- Document extract:
-----
UPDATED 11/18/11 and 11/30/11
Although there was, in the early days of the Republic, some misunderstanding about the applicability of the Bill of Rights — whether it bound only the central government or the States as well — that misunderstanding was resolved, finally, by Chief Justice John Marshall, in Barron v. Mayor & City Council of Baltimore (1833). Marshall held that the Bill of Rights applied only to the central government. Marshall’s holding should have been undone by the “privileges and immunities” clause of the Fourteenth Amendment (1868), which was meant to enforce the first eight amendments of the Bill of Rights against the States. (The final two amendments of the Bill of Rights directly address the States and do not require “incorporation.”) That the Supreme Court has nevertheless seen fit to incorporate the Bill of Rights piecemeal and incompletely is a case of judicial error or misfeasance, as you wish.
In any event, the meaning of the Bill of Rights has evolved and shifted with time, not always for the better. What follows, in this and subsequent posts, is my take on the original meaning of the Bill of Rights, stated in modern language and addressed to contemporary issues. The constitutional text is in italics. My version is in bold. [11/18/11: An addition to the first paragraph of my version is in bold italics.] [11/30/11: A second addition to the first paragraph of my version is in underlined bold italics.]
Congress shall make no law respecting an establishment of religion, or prohibiting the free exercise thereof; or abridging the freedom of speech, or of the press; or the right of the people peaceably to assemble, and to petition the Government for a redress of grievances.
-----
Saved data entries
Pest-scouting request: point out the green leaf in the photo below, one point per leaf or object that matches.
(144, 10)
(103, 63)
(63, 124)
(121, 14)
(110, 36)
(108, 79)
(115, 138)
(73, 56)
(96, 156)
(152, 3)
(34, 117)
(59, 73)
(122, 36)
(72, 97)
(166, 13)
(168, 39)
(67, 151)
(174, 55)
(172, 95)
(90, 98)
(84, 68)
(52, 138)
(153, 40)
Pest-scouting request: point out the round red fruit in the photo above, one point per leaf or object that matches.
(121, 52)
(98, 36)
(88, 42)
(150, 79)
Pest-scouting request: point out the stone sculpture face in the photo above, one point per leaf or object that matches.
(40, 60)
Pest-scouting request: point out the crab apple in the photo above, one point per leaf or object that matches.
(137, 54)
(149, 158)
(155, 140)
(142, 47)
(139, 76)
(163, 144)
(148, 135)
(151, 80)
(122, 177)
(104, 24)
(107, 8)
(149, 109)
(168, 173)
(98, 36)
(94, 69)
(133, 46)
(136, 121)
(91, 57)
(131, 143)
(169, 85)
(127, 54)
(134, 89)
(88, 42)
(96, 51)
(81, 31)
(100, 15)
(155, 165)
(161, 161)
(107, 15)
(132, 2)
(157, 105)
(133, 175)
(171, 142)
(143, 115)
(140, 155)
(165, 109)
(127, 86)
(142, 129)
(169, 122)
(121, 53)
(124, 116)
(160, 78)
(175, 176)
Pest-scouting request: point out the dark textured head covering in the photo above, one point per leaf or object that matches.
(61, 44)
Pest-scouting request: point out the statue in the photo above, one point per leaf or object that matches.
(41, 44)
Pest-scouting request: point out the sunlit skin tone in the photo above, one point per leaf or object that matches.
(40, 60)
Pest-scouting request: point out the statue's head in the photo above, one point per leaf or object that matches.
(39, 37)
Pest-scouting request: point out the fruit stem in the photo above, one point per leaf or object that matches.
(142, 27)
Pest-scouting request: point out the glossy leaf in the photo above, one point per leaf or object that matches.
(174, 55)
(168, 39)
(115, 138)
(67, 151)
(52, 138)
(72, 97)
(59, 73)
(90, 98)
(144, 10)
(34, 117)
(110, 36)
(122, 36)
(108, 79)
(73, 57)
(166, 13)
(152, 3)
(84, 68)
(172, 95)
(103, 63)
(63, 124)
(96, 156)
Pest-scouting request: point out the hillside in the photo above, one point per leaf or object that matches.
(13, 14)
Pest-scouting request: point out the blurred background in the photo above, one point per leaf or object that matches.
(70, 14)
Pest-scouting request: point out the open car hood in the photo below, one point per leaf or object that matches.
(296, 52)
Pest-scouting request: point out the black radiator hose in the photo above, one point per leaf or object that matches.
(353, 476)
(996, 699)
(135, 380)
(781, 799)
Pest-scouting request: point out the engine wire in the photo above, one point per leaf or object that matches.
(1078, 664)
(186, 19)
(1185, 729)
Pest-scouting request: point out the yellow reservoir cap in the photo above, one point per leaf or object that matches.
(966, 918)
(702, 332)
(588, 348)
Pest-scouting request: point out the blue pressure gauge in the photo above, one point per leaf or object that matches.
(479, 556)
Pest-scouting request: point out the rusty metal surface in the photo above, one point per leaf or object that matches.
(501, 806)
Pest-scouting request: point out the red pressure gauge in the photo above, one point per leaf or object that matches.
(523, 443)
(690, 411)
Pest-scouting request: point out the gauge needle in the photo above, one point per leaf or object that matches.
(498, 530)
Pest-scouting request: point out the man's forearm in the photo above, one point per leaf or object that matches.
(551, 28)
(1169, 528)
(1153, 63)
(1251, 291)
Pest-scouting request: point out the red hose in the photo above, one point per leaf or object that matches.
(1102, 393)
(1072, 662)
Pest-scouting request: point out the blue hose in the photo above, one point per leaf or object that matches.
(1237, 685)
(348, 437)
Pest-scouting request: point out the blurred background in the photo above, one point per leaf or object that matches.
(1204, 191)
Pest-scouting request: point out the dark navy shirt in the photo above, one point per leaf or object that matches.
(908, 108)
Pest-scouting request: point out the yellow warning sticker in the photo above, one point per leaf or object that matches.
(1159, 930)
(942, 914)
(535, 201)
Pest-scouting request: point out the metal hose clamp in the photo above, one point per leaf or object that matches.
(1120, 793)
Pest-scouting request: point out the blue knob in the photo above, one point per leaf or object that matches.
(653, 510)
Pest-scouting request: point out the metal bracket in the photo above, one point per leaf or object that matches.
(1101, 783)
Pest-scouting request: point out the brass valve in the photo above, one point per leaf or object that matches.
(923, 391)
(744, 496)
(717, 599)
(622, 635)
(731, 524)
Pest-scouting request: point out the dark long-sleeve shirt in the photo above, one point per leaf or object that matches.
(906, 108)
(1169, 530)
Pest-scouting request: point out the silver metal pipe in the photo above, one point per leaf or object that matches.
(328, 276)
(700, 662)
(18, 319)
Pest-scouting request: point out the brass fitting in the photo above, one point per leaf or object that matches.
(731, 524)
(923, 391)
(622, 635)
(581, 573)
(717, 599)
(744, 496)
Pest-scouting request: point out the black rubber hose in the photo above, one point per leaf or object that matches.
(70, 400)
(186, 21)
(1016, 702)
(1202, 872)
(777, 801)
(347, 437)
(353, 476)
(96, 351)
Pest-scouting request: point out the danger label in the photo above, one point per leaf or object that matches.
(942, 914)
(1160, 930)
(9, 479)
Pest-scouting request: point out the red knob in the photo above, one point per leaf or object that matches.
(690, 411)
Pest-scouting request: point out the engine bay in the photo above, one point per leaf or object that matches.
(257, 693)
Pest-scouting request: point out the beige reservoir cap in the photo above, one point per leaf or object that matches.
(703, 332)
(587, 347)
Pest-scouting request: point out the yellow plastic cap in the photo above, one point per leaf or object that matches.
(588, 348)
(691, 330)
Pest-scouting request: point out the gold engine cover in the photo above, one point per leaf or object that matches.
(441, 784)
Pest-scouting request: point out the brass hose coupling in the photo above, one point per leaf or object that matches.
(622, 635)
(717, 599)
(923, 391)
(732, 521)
-----
- Goals:
**A.** Do these statements agree with the post on the Bill of Rights? Answer yes or no for each and quote the words that decide it. (i) Marshall held that the Bill of Rights bound the States as well as the central government. (ii) The constitutional text is set in italics. (iii) The final two amendments of the Bill of Rights require incorporation.
**B.** List every distinct date or year that appears in the post on the Bill of Rights.
**C.** Please copy out the part of the post on the Bill of Rights that opens with the words containing "In any event, the" and closes with "redress of grievances.".

- The solutions:
**A.**
(i) No: "Marshall held that the Bill of Rights applied only to the central government."
(ii) Yes: "The constitutional text is in italics."
(iii) No: "The final two amendments of the Bill of Rights directly address the States and do not require “incorporation.”"

**B.** 11/18/11, 11/30/11, 1833, 1868

**C.**
In any event, the meaning of the Bill of Rights has evolved and shifted with time, not always for the better. What follows, in this and subsequent posts, is my take on the original meaning of the Bill of Rights, stated in modern language and addressed to contemporary issues. The constitutional text is in italics. My version is in bold. [11/18/11: An addition to the first paragraph of my version is in bold italics.] [11/30/11: A second addition to the first paragraph of my version is in underlined bold italics.]
Congress shall make no law respecting an establishment of religion, or prohibiting the free exercise thereof; or abridging the freedom of speech, or of the press; or the right of the people peaceably to assemble, and to petition the Government for a redress of grievances.